*Goal*
Repeat exactly, and only, the lines from the line containing "Target: triangular warning sign" through the last line of the records below, including both.

=====

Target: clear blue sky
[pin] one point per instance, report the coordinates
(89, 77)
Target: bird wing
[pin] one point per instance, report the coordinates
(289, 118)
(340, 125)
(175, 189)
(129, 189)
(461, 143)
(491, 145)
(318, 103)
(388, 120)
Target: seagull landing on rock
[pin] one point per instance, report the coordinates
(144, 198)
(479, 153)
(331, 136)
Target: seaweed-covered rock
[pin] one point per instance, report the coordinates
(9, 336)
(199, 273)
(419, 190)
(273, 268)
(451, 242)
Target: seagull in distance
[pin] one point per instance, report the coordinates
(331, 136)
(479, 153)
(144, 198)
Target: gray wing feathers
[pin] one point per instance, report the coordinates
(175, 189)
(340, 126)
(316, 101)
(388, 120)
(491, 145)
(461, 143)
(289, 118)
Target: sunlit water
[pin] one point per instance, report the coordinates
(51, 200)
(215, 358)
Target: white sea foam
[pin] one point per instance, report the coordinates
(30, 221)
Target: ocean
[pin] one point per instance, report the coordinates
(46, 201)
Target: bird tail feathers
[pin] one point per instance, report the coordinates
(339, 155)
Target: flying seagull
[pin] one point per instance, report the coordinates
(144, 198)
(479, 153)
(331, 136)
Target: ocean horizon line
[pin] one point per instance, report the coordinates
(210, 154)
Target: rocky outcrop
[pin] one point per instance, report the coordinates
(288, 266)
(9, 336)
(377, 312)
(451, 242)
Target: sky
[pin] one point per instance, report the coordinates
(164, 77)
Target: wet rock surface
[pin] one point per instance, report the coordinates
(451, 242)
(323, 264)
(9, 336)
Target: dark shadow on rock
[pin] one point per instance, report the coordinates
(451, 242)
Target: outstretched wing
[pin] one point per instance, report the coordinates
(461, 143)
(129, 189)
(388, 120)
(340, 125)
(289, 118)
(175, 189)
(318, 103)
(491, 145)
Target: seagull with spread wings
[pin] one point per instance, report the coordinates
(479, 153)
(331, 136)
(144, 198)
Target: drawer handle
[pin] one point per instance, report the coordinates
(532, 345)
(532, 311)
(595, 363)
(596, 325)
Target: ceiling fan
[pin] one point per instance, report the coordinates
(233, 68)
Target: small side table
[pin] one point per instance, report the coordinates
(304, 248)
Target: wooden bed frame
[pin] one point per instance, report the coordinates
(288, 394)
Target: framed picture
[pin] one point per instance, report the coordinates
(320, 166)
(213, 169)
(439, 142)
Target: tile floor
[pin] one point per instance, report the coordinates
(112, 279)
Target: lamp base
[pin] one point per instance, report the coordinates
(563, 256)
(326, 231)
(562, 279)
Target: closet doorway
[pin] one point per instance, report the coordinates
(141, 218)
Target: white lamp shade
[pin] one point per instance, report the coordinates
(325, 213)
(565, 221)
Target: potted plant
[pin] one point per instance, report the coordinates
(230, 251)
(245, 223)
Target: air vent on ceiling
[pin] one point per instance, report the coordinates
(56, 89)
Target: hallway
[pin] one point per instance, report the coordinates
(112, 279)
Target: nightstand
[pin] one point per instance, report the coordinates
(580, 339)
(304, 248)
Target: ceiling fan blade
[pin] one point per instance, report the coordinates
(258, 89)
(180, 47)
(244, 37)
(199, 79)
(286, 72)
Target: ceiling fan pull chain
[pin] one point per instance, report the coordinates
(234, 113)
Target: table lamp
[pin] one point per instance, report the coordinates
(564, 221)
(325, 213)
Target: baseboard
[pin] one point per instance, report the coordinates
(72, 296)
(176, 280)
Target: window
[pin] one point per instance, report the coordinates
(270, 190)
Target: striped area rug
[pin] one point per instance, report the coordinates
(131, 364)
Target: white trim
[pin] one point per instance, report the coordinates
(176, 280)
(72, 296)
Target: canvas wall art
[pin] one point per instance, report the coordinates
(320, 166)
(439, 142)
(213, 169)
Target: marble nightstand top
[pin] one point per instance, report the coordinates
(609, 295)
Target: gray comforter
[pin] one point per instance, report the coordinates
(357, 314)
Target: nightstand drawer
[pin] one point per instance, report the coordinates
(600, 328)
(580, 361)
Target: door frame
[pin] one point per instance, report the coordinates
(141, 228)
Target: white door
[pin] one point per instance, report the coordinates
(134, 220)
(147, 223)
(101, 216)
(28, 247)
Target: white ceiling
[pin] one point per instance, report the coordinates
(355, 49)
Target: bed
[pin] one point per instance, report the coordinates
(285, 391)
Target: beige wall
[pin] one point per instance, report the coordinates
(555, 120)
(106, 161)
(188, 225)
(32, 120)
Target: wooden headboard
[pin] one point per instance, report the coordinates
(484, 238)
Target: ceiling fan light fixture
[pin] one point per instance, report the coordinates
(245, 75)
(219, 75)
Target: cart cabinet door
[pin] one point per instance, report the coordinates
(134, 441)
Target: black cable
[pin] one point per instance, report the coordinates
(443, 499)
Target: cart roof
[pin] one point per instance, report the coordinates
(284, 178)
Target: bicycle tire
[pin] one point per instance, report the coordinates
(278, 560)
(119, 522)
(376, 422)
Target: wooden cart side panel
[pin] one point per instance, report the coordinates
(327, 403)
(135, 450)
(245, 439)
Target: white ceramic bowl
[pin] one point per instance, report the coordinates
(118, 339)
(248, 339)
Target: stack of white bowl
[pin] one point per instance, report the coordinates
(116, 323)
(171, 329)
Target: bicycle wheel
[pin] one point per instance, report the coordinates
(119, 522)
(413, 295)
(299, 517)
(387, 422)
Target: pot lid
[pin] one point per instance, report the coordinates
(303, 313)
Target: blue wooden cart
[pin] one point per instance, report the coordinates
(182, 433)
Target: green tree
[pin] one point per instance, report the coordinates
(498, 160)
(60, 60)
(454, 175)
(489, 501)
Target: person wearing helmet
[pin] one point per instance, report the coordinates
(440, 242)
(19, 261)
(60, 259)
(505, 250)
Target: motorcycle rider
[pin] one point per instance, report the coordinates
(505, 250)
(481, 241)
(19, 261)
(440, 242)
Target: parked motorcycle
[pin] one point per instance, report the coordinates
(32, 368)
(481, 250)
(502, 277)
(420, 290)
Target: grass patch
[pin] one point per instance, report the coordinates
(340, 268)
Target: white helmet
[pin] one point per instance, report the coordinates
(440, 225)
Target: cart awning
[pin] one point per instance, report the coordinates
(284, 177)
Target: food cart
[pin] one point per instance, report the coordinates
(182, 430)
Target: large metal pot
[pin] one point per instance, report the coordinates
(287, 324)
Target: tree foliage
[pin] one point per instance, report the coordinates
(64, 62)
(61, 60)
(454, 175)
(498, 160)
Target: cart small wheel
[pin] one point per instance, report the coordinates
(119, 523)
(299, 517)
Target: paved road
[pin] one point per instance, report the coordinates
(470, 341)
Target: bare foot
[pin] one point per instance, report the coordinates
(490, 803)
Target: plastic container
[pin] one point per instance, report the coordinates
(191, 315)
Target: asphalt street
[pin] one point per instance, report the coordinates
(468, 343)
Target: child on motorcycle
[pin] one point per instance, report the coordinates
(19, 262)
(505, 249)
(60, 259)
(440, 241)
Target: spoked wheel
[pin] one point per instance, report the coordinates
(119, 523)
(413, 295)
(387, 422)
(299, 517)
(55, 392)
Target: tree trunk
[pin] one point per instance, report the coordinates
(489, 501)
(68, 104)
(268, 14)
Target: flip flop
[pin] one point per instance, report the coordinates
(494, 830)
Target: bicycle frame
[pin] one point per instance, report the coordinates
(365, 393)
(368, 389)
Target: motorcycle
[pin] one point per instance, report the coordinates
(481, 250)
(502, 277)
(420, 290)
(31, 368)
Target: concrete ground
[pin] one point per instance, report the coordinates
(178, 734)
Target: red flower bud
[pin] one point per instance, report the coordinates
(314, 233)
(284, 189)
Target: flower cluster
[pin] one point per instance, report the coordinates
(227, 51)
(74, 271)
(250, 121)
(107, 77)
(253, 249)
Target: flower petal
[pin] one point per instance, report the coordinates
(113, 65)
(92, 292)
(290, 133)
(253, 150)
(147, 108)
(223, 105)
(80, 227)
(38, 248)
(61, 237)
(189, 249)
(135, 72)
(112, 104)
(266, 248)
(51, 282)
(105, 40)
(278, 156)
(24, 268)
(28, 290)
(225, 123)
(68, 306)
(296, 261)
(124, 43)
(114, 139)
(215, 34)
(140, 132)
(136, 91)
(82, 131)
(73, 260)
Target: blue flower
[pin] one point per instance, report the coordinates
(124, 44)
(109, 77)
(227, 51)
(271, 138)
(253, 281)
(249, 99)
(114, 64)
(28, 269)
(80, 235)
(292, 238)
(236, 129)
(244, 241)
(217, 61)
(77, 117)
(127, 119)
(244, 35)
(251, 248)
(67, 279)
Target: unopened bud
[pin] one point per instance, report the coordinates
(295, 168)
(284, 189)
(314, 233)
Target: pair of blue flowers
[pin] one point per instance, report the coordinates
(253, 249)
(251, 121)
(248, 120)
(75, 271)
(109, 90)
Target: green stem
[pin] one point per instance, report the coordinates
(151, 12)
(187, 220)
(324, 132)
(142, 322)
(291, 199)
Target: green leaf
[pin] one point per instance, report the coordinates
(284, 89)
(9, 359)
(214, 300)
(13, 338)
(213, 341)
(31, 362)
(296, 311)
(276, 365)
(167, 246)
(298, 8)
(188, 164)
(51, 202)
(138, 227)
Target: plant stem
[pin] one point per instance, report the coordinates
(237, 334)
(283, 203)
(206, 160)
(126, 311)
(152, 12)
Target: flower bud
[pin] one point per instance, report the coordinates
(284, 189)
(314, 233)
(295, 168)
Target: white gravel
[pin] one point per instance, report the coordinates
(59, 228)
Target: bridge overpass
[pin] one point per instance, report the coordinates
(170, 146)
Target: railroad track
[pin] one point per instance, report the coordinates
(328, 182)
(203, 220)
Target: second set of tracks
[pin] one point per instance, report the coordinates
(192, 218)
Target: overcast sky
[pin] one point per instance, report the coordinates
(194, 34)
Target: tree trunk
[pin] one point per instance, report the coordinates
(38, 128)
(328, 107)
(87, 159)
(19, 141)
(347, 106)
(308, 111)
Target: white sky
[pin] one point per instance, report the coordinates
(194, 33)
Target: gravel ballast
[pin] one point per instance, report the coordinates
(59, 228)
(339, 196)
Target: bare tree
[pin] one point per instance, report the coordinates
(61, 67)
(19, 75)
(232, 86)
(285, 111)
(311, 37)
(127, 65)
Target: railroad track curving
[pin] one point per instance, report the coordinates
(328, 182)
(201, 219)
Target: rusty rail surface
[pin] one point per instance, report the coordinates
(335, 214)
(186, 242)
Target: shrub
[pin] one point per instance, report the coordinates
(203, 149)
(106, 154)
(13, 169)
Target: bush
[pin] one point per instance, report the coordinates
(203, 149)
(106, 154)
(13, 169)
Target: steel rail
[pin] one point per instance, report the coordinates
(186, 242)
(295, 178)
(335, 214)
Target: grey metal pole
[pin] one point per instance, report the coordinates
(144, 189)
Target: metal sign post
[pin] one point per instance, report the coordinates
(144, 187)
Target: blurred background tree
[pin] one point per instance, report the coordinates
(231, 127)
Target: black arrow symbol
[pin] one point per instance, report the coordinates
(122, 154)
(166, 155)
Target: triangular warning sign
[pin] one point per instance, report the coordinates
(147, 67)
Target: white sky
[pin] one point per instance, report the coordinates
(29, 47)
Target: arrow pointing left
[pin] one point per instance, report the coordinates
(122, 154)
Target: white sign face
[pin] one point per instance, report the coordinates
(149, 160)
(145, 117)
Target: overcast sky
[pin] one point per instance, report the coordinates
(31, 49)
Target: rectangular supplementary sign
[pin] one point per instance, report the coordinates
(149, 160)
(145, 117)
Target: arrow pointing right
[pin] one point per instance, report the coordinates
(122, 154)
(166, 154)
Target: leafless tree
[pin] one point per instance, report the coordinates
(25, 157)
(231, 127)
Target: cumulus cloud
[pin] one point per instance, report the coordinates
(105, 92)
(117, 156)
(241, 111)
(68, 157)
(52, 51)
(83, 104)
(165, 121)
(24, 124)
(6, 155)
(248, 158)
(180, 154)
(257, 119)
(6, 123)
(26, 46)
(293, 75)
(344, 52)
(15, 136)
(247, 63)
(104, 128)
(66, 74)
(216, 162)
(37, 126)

=====

*Task output*
Target: triangular warning sign
[pin] one point per instance, report the coordinates
(147, 67)
Target: white sky
[pin] one point per instance, report the coordinates
(29, 47)
Target: arrow pointing left
[pin] one point per instance, report the coordinates
(122, 154)
Target: white sign face
[pin] one point per instance, report the coordinates
(149, 160)
(145, 117)
Target: overcast sky
[pin] one point per instance, report the coordinates
(31, 49)
Target: rectangular supplementary sign
[pin] one point per instance, report the coordinates
(149, 160)
(145, 117)
Target: arrow pointing right
[pin] one point per instance, report the coordinates
(122, 154)
(166, 154)
Target: leafless tree
[pin] one point per instance, report the coordinates
(25, 157)
(231, 127)
Target: cumulus cloud
[pin] one point per instance, report the coordinates
(105, 92)
(117, 156)
(241, 111)
(68, 157)
(52, 51)
(83, 104)
(165, 121)
(24, 124)
(6, 155)
(248, 158)
(180, 154)
(257, 119)
(6, 123)
(26, 46)
(293, 75)
(344, 52)
(15, 136)
(247, 63)
(104, 128)
(66, 74)
(216, 162)
(37, 126)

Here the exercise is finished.